To be done:
#1 Answer these questions about the passage on feature drift:
(a) What distribution does Transaction Count follow?
(b) What function was applied to keep predictions between 0 and 1?
(c) Which feature remained unchanged?
#2 Rewrite the listing from its first line through the line with "[140,16,148,27]", substituting "box coordinates" for every "bounding box" and changing nothing else. Return only those lines, and leave the pictures out.

Document extract:
______

Each feature has different underlying distributions:

Transaction Amount: Log-normal distribution (right-skewed with a long tail)
Account Age (months): clipped normal distribution between 0 to 60 (assuming a 5-year-old company)
Time Since Last Transaction: Exponential distribution
Transaction Count: Poisson distribution
Entered PIN: Binomial distribution.

To approximate model scores, I randomly assigned weights to these features and applied a sigmoid function to constrain predictions between 0 to 1. This mimics how a logistic regression fraud model generates risk scores.

As shown in the plot below:

Drifted features: Transaction Amount, Account Age, Transaction Count, and Entered PIN all experienced shifts in distribution, scale, or relationships.

Distribution of drifted features (image by author)

Stable feature: Time Since Last Transaction remained unchanged.

Distribution of stable feature (image by author)

______

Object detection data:
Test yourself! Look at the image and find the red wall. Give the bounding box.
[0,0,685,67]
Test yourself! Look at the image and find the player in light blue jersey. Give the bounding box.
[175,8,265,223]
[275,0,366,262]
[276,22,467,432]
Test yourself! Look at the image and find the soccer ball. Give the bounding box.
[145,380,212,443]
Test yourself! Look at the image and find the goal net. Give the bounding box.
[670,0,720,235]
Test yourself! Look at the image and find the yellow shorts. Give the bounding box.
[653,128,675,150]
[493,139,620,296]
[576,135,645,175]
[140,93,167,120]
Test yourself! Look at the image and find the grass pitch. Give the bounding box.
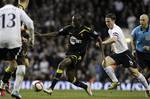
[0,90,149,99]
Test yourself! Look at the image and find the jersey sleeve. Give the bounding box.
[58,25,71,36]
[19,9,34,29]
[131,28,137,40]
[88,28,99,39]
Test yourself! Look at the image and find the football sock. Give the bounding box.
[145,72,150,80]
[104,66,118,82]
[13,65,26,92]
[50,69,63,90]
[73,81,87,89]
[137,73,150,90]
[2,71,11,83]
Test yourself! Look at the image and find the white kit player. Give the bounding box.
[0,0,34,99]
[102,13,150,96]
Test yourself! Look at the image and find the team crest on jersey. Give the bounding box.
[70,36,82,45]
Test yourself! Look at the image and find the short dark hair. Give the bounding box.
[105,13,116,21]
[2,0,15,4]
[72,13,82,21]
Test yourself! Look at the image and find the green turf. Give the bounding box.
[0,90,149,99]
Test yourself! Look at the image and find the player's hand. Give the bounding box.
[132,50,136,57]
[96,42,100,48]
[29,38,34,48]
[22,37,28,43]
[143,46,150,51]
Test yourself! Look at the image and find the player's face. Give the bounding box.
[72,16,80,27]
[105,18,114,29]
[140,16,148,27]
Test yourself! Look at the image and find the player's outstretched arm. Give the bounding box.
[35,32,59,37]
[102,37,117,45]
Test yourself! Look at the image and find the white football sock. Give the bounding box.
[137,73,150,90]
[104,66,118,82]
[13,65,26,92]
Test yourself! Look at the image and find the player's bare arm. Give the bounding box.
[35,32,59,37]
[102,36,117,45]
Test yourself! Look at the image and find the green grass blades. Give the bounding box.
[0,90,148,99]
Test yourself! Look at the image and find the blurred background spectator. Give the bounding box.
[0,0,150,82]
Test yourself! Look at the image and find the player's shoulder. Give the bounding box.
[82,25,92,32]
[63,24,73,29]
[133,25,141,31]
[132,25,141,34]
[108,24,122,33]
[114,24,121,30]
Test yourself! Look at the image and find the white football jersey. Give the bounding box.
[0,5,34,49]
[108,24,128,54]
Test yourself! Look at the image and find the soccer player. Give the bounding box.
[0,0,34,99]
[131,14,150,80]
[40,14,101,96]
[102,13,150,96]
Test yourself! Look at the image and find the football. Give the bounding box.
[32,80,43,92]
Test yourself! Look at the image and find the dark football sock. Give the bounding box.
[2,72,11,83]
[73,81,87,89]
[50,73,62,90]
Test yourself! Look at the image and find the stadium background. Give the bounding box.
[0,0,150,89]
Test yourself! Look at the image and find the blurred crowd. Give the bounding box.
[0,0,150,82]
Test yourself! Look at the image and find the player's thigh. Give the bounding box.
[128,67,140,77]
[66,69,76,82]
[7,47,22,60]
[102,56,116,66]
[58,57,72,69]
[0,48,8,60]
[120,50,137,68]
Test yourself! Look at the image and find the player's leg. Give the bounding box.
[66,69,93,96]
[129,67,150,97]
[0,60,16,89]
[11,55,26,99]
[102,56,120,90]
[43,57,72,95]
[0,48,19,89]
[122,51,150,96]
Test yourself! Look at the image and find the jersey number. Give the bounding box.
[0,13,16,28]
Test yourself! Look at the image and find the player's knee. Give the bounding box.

______

Responses by task:
#1
(a) A Poisson distribution.
(b) A sigmoid function.
(c) Time Since Last Transaction.

#2
Test yourself! Look at the image and find the red wall. Give the box coordinates.
[0,0,685,67]
Test yourself! Look at the image and find the player in light blue jersey. Give the box coordinates.
[175,8,265,223]
[275,0,366,262]
[276,22,467,432]
Test yourself! Look at the image and find the soccer ball. Give the box coordinates.
[145,380,212,443]
Test yourself! Look at the image and find the goal net. Give the box coordinates.
[670,0,720,235]
Test yourself! Look at the image and find the yellow shorts. Give the box coordinates.
[653,128,675,150]
[493,139,620,296]
[576,135,645,175]
[140,93,167,120]
Test yourself! Look at the image and find the grass pitch. Give the box coordinates.
[0,90,149,99]
Test yourself! Look at the image and find the jersey sleeve. Give the box coordinates.
[58,25,71,36]
[19,9,34,29]
[131,28,137,40]
[88,28,99,39]
Test yourself! Look at the image and find the football sock. Give the box coordinates.
[145,72,150,80]
[104,66,118,82]
[13,65,26,92]
[50,69,63,90]
[73,81,87,89]
[137,73,150,90]
[2,71,11,83]
Test yourself! Look at the image and find the white kit player. Give the box coordinates.
[0,0,34,99]
[102,13,150,96]
Test yourself! Look at the image and find the team crest on jersey. Give the box coordinates.
[70,36,82,45]
Test yourself! Look at the image and find the short dark hair. Give the box coordinates.
[105,13,116,21]
[2,0,15,4]
[72,13,82,21]
Test yourself! Look at the image and find the green turf. Give the box coordinates.
[0,90,149,99]
Test yourself! Look at the image and find the player's hand. Give the box coordinates.
[132,50,136,57]
[96,42,100,48]
[29,38,34,48]
[22,37,28,43]
[143,46,150,51]
Test yourself! Look at the image and find the player's face. Give the box coordinates.
[72,16,80,27]
[105,18,114,29]
[140,16,148,27]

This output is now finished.